## Task item
An identical copy of every entry below is the required output.

## Dataset
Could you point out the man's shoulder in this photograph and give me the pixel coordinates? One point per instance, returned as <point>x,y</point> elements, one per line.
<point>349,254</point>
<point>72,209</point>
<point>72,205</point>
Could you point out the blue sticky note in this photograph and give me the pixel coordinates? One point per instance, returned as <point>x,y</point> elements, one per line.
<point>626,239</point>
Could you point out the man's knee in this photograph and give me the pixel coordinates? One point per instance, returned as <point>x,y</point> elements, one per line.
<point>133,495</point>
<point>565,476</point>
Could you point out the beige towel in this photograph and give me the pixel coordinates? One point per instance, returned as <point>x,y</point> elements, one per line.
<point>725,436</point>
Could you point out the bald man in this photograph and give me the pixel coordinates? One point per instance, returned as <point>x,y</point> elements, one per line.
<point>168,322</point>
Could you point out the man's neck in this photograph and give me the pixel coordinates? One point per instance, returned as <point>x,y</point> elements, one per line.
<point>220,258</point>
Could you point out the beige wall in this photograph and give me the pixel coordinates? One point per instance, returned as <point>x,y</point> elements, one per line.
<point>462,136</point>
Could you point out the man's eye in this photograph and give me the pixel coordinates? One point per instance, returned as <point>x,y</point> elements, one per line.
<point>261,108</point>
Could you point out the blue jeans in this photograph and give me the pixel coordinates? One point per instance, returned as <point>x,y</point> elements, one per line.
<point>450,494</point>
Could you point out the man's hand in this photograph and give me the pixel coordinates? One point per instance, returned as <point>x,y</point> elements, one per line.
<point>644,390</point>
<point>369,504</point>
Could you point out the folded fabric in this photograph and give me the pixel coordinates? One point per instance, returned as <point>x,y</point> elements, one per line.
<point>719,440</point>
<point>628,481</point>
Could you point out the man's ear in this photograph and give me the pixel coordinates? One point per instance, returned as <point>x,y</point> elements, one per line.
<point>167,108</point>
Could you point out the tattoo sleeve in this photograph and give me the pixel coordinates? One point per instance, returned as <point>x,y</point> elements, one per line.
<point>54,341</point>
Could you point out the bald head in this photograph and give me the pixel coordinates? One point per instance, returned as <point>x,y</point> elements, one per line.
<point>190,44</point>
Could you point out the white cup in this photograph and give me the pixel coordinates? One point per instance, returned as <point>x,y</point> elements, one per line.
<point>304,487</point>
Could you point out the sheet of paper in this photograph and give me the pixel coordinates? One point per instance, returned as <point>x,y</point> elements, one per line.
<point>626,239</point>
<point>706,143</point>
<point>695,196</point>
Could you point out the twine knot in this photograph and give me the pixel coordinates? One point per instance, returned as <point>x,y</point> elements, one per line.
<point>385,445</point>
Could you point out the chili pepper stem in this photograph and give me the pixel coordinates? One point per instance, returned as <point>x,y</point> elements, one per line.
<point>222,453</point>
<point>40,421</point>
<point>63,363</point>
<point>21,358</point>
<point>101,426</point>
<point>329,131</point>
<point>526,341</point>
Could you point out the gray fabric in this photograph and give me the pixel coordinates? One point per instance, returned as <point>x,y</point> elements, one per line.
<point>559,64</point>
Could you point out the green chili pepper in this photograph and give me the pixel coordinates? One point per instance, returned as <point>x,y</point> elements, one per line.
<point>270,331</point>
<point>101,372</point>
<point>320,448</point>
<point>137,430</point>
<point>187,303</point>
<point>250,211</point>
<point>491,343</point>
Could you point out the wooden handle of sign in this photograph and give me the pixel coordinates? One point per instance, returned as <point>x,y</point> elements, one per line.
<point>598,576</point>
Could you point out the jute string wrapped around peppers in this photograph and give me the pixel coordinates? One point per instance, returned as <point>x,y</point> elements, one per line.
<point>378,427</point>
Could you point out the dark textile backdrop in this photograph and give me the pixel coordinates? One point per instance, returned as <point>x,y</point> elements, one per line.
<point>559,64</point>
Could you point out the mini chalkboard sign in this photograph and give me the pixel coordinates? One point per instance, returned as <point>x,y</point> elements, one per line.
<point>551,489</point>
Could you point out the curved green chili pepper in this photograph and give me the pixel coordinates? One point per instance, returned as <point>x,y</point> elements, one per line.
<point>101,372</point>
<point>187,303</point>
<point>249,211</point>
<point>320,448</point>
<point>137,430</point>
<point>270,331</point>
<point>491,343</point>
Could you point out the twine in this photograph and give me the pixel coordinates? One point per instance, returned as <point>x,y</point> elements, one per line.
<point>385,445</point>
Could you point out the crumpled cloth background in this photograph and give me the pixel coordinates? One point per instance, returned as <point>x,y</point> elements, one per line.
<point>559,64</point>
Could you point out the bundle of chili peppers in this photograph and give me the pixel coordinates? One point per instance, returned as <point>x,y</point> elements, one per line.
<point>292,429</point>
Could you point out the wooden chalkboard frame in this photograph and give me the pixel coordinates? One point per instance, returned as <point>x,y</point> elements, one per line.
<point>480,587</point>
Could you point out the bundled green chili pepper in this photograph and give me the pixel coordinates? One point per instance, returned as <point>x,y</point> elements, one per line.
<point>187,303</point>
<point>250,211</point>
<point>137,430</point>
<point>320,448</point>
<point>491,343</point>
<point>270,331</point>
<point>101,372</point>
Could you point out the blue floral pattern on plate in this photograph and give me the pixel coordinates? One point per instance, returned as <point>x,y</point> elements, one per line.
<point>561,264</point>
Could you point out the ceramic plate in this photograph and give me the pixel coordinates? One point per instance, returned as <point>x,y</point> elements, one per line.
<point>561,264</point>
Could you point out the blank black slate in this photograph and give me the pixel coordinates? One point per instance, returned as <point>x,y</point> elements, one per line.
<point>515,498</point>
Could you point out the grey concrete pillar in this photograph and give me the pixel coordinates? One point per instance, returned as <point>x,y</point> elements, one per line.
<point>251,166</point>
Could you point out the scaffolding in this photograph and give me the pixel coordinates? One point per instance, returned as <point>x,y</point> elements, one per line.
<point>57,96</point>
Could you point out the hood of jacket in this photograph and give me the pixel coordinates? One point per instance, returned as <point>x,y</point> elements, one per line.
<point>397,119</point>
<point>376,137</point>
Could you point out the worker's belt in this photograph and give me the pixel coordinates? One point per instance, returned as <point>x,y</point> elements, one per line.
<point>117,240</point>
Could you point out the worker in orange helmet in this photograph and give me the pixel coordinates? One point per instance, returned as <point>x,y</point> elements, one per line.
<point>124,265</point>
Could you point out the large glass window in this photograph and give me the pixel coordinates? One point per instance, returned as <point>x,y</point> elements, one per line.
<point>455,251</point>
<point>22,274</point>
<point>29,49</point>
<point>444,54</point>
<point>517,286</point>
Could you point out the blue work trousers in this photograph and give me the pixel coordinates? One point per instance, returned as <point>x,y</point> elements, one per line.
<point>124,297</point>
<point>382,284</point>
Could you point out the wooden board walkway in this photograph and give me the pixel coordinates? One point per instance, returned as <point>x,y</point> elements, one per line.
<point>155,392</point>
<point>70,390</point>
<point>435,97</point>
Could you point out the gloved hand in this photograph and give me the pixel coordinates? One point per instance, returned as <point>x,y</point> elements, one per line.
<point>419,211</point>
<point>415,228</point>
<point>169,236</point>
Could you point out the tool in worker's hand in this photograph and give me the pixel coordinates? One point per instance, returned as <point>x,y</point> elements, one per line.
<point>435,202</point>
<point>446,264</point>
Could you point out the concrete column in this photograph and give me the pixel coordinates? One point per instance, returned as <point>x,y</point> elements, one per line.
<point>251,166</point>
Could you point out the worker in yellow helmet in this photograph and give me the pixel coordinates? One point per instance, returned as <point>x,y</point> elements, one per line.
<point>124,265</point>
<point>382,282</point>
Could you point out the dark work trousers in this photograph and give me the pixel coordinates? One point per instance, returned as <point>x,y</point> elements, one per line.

## Final answer
Could you point out the man's shoulder in this photograph and give me the pixel coordinates? One point per instance, returned as <point>x,y</point> elements, one per line.
<point>349,254</point>
<point>72,209</point>
<point>72,205</point>
Could you point out the blue sticky note in this photograph and give me the pixel coordinates? One point per instance, returned as <point>x,y</point> elements, one per line.
<point>626,239</point>
Could you point out the man's knee in this photograph and give me the pixel coordinates? One point per instance, returned as <point>x,y</point> elements, one per line.
<point>133,495</point>
<point>565,476</point>
Could you point out the beige towel in this photograph and give me the pixel coordinates? One point per instance, returned as <point>x,y</point> elements, one per line.
<point>725,436</point>
Could you point out the bald man in this photograph and give me the pixel coordinates? One point per instance, returned as <point>x,y</point> elements, one per line.
<point>168,322</point>
Could you point out the man's neck in this photograph and give me the pixel coordinates? One point per instance, returned as <point>x,y</point> elements, one per line.
<point>220,258</point>
Could you point out the beige wall in this photograph and give me the pixel coordinates? One point per instance, returned as <point>x,y</point> elements, one per line.
<point>462,136</point>
Could you point out the man's eye in this photograph and give me the pixel coordinates? One point per instance, returned as <point>x,y</point> elements, one per line.
<point>261,108</point>
Could you point out the blue jeans in this photograph and give me the pixel coordinates? One point per instance, returned as <point>x,y</point> elements, one per line.
<point>450,494</point>
Could you point out the man's hand in this photograph and give me the pixel coordinates? One point per instance, returned as <point>x,y</point> elements, one per line.
<point>644,390</point>
<point>369,504</point>
Could you point out the folded fabric in this photograph and give me the pixel coordinates? One point per instance, returned as <point>x,y</point> elements, one per line.
<point>719,440</point>
<point>628,481</point>
Could you point out the man's ear in this photograph and give me the pixel coordinates? One point per instance, returned as <point>x,y</point> elements, one per line.
<point>167,108</point>
Could you point out the tattoo sleeve in this photograph and give me the pixel coordinates? One point per instance, returned as <point>x,y</point> elements, one per line.
<point>54,341</point>
Could you point out the bald head in this photograph and give me the pixel coordinates? One point per instance, returned as <point>x,y</point> elements, one per line.
<point>190,44</point>
Could you point out the white cup in this photograph and give me the pixel coordinates? One point per instance, returned as <point>x,y</point> elements, one per line.
<point>304,487</point>
Could you point out the sheet of paper in this photograph and give me the pixel coordinates? One point per instance, returned as <point>x,y</point> elements, one per line.
<point>626,239</point>
<point>706,143</point>
<point>695,196</point>
Could you point out the twine knot in this photograph and give me the pixel coordinates? One point per instance, returned as <point>x,y</point> elements, one per line.
<point>385,445</point>
Could you point out the chili pepper stem in this photograph and give me the pixel coordinates? One point per instance, returned as <point>x,y</point> elements, one per line.
<point>222,453</point>
<point>40,421</point>
<point>63,363</point>
<point>21,358</point>
<point>101,426</point>
<point>329,131</point>
<point>526,341</point>
Could you point out the gray fabric in this photograph and give me the pixel coordinates? One point per instance, returned as <point>x,y</point> elements, one per line.
<point>559,64</point>
Could you point out the green chili pepper in this photograph and give me the pixel coordinates? One point per instance, returned as <point>x,y</point> elements, one per line.
<point>270,331</point>
<point>101,372</point>
<point>320,448</point>
<point>137,430</point>
<point>187,303</point>
<point>250,211</point>
<point>491,343</point>
Could you point out the wooden handle of sign in this photograph and give me the pixel coordinates? One point per instance, returned as <point>x,y</point> elements, one per line.
<point>598,576</point>
Could you point out the jute string wrapped around peppers in this photograph and give me the pixel coordinates? One point per instance, returned as <point>x,y</point> elements, one per line.
<point>378,427</point>
Could you point out the dark textile backdrop in this photograph and give me the pixel coordinates? One point per instance, returned as <point>x,y</point> elements, one per line.
<point>559,64</point>
Could you point out the mini chalkboard sign in this photograph and give me the pixel coordinates? One point per instance, returned as <point>x,y</point> elements, one per line.
<point>551,489</point>
Could you point out the curved green chili pepper in this photograph and give me the pixel coordinates? One point per instance, returned as <point>x,y</point> elements, one per line.
<point>101,372</point>
<point>187,303</point>
<point>249,211</point>
<point>320,448</point>
<point>137,430</point>
<point>270,331</point>
<point>491,343</point>
Could you point out the twine in this photograph and give me the pixel coordinates? One point per instance, returned as <point>x,y</point> elements, one per line.
<point>385,445</point>
Could you point out the crumpled cloth background in this photograph and give me the pixel coordinates? One point per instance, returned as <point>x,y</point> elements, one per line.
<point>559,64</point>
Could you point out the bundle of chili peppers in this photograph and give me the pixel coordinates? One point per instance, returned as <point>x,y</point> elements, one per line.
<point>292,429</point>
Could you point out the wooden chalkboard frame in this photograph and give me the pixel coordinates? One point per instance, returned as <point>x,y</point> elements, one per line.
<point>480,587</point>
Could you point out the bundled green chili pepper in this photograph and give me the pixel coordinates? One point per instance, returned as <point>x,y</point> elements, one per line.
<point>187,303</point>
<point>250,211</point>
<point>137,430</point>
<point>320,448</point>
<point>491,343</point>
<point>270,331</point>
<point>101,372</point>
Could you point out the blue floral pattern on plate in this photograph and give me the pixel coordinates? One point per instance, returned as <point>x,y</point> elements, one per line.
<point>561,264</point>
Could you point out the ceramic plate in this photograph and give me the pixel coordinates? One point per instance, returned as <point>x,y</point> elements, one per line.
<point>561,264</point>
Could you point out the blank black slate in this photograph and give me the pixel coordinates? One point per instance, returned as <point>x,y</point> elements, one per line.
<point>515,498</point>
Could you point out the grey concrete pillar in this photograph and give me the pixel coordinates? One point per instance, returned as <point>x,y</point> elements, one per line.
<point>251,166</point>
Could you point out the scaffolding in this photograph and give me the pixel coordinates? One point per instance, returned as <point>x,y</point> elements, one per line.
<point>57,96</point>
Could you point out the hood of jacket in this photograph and give me the pixel coordinates? One point per instance, returned as <point>x,y</point> elements, one per line.
<point>397,119</point>
<point>376,137</point>
Could you point out the worker's belt in this photograph and give me the pixel coordinates? One point per instance, returned as <point>x,y</point> elements, one per line.
<point>117,240</point>
Could you point out the worker in orange helmet in this photograph and give me the pixel coordinates? One point per instance, returned as <point>x,y</point> elements, one per line.
<point>124,265</point>
Could you point out the large glass window in this photograph and give me the pixel coordinates? One point per instance, returned as <point>x,y</point> elements, one per line.
<point>455,251</point>
<point>22,274</point>
<point>29,49</point>
<point>444,54</point>
<point>517,286</point>
Could you point out the blue work trousers in this photograph and give me the pixel coordinates? One point per instance, returned as <point>x,y</point> elements, one per line.
<point>124,297</point>
<point>382,284</point>
Could you point out the wooden board walkway in this photograph and give me the pixel coordinates? One point per instance, returned as <point>x,y</point> elements, one per line.
<point>155,392</point>
<point>70,390</point>
<point>435,97</point>
Could you point out the gloved hand in this photograph and give me the pixel coordinates? One point per instance, returned as <point>x,y</point> elements, one per line.
<point>419,211</point>
<point>415,228</point>
<point>169,236</point>
Could you point out the tool in worker's hand in this photograph and give me the pixel coordinates? One point per instance, returned as <point>x,y</point> elements, one per line.
<point>435,202</point>
<point>446,264</point>
Could you point out the concrete column in this photograph and give me the pixel coordinates? One point per instance, returned as <point>x,y</point> elements, one per line.
<point>251,166</point>
Could you point out the worker in yellow helmet in this photograph and give me the pixel coordinates? One point per instance, returned as <point>x,y</point> elements, one per line.
<point>124,265</point>
<point>382,282</point>
Could you point out the dark work trousers in this photograph and give me the pixel coordinates? One point per instance, returned as <point>x,y</point> elements, one per line.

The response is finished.